Copy everything from "My first marriage" down to "SoCal dental practices." in the family account, putting "Robert" wherever "Rob" appears.

§ Extract
======

My first marriage failed in late 1976, so I worked while raising Rob for the next couple of years, then enjoyed the great fortune of discovering and marrying my beloved life partner, Terry, going on some 36 years ago! Rob remained with us until he reached adulthood and moved out on his own, ultimately relocating to Fort Worth, TX to join Terry’s parents’ dental practice and work his way through the Engineering School of the University of Texas at Arlington. Terry taught Special Ed for a number of years, then secured an Extended Function RDA license, and later directed business and chairside clinical operations in two $M/year SoCal dental practices.

======

§ Supplied material
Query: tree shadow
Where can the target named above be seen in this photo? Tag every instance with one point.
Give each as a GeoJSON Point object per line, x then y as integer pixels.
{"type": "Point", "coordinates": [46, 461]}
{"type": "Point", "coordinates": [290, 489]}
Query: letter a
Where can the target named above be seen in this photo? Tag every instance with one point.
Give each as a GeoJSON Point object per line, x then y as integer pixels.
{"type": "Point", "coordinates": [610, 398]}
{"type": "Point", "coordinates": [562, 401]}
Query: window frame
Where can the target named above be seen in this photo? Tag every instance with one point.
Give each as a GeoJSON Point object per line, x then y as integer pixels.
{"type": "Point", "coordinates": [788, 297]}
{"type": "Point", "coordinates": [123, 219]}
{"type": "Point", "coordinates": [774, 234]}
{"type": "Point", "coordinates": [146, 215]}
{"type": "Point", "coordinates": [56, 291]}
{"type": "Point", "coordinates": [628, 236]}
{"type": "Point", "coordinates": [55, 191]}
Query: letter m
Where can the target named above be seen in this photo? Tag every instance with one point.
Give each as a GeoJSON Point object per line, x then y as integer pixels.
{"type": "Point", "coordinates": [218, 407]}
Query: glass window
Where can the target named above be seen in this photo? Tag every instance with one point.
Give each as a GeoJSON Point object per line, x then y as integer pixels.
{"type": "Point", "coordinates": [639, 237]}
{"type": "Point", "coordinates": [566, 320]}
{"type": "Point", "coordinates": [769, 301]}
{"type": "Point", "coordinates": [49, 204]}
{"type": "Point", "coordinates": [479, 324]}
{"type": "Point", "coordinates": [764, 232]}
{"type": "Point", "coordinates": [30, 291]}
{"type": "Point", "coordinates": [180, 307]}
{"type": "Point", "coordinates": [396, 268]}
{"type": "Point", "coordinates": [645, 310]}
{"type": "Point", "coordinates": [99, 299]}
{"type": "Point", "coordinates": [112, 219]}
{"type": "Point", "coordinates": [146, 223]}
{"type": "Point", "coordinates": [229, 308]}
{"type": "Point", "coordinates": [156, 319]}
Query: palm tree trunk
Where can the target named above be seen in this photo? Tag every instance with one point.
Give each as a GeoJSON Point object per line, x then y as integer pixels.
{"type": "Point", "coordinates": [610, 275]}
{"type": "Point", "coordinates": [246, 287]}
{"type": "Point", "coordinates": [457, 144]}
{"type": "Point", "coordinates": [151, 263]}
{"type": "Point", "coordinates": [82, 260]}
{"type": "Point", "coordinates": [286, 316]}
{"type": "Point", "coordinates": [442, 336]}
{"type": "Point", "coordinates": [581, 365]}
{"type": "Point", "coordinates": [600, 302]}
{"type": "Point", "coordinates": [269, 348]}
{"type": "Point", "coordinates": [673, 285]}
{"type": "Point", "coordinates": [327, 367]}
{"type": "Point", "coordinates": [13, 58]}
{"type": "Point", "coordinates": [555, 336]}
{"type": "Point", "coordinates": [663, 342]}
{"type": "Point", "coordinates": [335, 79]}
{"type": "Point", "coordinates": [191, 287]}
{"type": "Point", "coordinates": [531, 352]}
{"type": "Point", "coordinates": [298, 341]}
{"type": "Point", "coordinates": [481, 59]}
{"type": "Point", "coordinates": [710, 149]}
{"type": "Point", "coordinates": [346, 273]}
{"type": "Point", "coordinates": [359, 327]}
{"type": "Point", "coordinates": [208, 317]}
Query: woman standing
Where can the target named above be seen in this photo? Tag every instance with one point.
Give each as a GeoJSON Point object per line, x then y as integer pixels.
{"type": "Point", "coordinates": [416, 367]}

======

§ Exercise result
My first marriage failed in late 1976, so I worked while raising Robert for the next couple of years, then enjoyed the great fortune of discovering and marrying my beloved life partner, Terry, going on some 36 years ago! Robert remained with us until he reached adulthood and moved out on his own, ultimately relocating to Fort Worth, TX to join Terry’s parents’ dental practice and work his way through the Engineering School of the University of Texas at Arlington. Terry taught Special Ed for a number of years, then secured an Extended Function RDA license, and later directed business and chairside clinical operations in two $M/year SoCal dental practices.